** Opening Selected extract block **
Icons, symbols, and signs


Authors:
Aaron Marcus

Icons and symbols have been part of the user’s experience of computing for decades, and many people tend to take them for granted as part of graphical user interfaces. But they weren’t always there. The Apple Macintosh popularized "icons" as the slightly misnamed term for these visual signs, and by the mid-1980s they became part of graphical user interface paradigms and associated with the desktop metaphor. Windowing environments like the Macintosh, Windows, Open Look, Motif, NeXT, and other desktop and workstation platforms all adopted variations of the trash icon, folder icons, document icons, and specific application icons. Today, most work or play environments include (some might say are littered with) 50 to 100 icons. As I write these words, in fact, I counted about 75 visual signs currently on my screen. Is this good or bad? As user-interface designers, I think we care about the quality and use of icons and symbols as part of our responsibilities as user-interface developers. I think they will be increasingly important in the years to come. Let’s take a closer look at their current status and probable future.

How Do Signs, Icons, and Symbols Differ?

I’ve mentioned icons, symbols, and signs. What’s the difference? It depends on which definitions you adopt. For decades, I’ve used a set of terms adapted from semiotics [6 (Chapter 7), 7,zrefx>, 12, 19] that might be summarized as the following:

  • Icons: signs that are self-evident, "natural," or "realistic" for a particular group of interpreters, like a photograph of a person, a "realistic" painting, or a right-pointing arrow to indicate something should move or is to the right.
  • Ideograms: symbols that stand for ideas or concepts, for example, the letter "i" standing for "information," "help desk," or "information available."
  • Index: a special semiotics term for signs that are linked by cause-and-effect in space and time, like a photograph representing a scene, or a fingerprint on the coffee mug at the scene of the crime.
  • Lexics: the attributes of how one produces signs, for example, with color or black-and-white raster-scan displays.
** Closing Selected extract block **
** Opening Study material block **
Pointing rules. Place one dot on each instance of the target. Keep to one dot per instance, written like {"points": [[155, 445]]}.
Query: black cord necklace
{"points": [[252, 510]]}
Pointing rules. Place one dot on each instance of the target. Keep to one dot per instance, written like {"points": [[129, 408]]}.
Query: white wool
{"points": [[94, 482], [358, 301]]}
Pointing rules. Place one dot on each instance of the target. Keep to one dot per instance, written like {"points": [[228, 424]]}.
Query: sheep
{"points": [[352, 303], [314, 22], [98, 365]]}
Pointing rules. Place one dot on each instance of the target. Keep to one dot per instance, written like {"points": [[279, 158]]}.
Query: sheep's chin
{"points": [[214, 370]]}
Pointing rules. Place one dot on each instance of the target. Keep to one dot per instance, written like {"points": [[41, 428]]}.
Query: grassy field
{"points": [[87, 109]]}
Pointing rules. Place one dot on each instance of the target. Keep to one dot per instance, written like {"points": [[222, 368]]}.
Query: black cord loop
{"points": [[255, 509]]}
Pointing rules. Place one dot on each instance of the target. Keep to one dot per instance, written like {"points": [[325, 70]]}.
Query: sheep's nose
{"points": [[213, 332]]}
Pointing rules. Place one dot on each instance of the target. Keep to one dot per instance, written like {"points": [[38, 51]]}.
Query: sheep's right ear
** Closing Study material block **
> Questions:
**1)** In the text on icons, symbols, and signs, which computer popularized "icons" as the term for these visual signs?
**2)** Copy the text on icons, symbols, and signs word for word from "I’ve mentioned icons, symbols, and" to "to the right.".

> Task responses:
**1)** The Apple Macintosh.

**2)**
I’ve mentioned icons, symbols, and signs. What’s the difference? It depends on which definitions you adopt. For decades, I’ve used a set of terms adapted from semiotics [6 (Chapter 7), 7,zrefx>, 12, 19] that might be summarized as the following:

  • Icons: signs that are self-evident, "natural," or "realistic" for a particular group of interpreters, like a photograph of a person, a "realistic" painting, or a right-pointing arrow to indicate something should move or is to the right.